→ **Stated exercise 1**
In the thread below, shorten the paragraph beginning "I can see some value" into a single sentence that keeps its main points.

→ **Extracted text**
================================

And this post about two alternatives to DiP that are better written and easier
for both expert and beginner:

<http://sheddingbikes.com/posts/1272216358.html>

------
hugh3
While some of the points he makes are good, I'm not so sure about the
complaints that the first programs are too horrendously complicated. I mean,
yes they are, but presumably that's the philosophy of the book (which I admit
I haven't read).

I can see some value in the idea that someone beginning Python should start
off by being exposed to some of the more esoteric but long-term useful
features of the language (exceptions etc) which would otherwise be shoved into
a late chapter in the book which most readers would never actually bother to
read.

------
srirampc
Mark's comment here :
[http://www.reddit.com/r/programming/comments/bv9gt/dive_into...](http://www.reddit.com/r/programming/comments/bv9gt/dive_into_python_must_die/c0oqask)

------
gte910h
I'd programmed in 5 languages by the time I read dive into python and learned
enough python to write a decompiler in it (decompiling something else, not
python). Even at that time, it was shooting right at me, and not at "person
learning to code".

It is, and always has, been "Hey guy who knows how to code, here is how you
code in x".

================================

→ **Dataset records**

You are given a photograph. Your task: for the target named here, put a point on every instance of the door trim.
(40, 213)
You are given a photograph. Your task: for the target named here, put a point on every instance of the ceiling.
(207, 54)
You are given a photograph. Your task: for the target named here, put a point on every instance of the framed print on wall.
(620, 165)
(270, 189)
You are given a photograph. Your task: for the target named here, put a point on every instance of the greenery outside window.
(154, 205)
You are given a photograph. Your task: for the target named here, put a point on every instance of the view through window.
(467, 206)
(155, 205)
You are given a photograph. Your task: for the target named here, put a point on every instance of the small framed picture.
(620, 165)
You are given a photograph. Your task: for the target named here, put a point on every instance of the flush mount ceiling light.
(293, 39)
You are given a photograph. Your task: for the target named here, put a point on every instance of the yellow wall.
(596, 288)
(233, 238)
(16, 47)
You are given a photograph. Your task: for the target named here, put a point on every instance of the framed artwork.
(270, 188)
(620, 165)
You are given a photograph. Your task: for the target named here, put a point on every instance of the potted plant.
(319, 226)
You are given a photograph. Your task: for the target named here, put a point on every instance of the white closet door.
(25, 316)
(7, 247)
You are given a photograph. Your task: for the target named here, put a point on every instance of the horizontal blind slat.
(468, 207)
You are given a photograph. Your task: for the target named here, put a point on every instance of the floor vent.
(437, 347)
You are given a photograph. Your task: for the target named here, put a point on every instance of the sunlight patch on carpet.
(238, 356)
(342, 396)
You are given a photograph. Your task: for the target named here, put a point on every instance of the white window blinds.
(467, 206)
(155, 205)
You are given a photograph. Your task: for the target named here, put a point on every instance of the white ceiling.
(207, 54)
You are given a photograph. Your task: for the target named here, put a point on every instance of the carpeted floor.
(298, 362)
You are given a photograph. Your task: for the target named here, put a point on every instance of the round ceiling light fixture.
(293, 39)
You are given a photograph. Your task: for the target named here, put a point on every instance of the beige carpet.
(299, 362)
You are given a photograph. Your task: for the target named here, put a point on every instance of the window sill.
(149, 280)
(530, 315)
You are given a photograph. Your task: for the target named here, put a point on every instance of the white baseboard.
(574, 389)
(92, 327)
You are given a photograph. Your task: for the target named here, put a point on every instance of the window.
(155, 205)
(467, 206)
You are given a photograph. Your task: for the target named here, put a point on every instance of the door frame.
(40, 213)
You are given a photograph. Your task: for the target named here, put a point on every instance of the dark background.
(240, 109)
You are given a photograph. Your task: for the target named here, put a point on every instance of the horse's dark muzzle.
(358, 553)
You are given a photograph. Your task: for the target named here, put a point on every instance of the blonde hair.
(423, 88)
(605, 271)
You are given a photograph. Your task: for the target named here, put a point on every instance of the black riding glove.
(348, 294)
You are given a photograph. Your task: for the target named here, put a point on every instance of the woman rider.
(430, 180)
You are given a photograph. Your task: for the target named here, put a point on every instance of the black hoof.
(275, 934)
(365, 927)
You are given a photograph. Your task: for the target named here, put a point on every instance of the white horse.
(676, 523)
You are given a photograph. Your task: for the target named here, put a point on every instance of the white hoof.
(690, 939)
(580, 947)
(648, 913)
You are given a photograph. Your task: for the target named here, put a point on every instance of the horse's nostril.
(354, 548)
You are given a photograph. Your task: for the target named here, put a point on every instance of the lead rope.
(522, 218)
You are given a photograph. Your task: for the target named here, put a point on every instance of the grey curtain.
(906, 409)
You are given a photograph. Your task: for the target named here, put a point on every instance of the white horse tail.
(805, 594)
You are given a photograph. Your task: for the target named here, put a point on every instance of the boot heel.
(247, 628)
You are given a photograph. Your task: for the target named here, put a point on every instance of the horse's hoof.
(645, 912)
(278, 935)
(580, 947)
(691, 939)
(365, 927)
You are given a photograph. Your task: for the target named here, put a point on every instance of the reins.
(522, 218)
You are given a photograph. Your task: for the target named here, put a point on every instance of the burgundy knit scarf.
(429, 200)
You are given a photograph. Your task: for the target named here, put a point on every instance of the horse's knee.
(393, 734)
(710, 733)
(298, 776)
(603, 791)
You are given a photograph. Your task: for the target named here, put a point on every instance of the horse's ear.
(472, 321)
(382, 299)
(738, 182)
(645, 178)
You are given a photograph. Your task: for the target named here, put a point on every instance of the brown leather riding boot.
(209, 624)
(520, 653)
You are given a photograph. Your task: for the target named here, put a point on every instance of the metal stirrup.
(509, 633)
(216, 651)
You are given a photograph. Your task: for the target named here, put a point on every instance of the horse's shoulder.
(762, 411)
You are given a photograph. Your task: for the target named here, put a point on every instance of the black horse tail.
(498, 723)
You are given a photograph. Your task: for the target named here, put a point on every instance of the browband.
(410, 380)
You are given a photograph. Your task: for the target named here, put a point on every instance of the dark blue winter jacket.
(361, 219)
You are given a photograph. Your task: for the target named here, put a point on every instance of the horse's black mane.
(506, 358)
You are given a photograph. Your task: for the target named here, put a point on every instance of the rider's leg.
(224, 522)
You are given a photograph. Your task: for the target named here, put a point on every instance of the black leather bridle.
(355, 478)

================================

→ **Stated exercise 2**
Locate each line of the entries above that contains the word "boot", and copy every such line.

→ **Correct response 1**
It may help Python beginners to meet esoteric but long-term useful features of the language, such as exceptions, early on, since a late chapter covering them is one that most readers would never read.

→ **Correct response 2**
You are given a photograph. Your task: for the target named here, put a point on every instance of the boot heel.
You are given a photograph. Your task: for the target named here, put a point on every instance of the brown leather riding boot.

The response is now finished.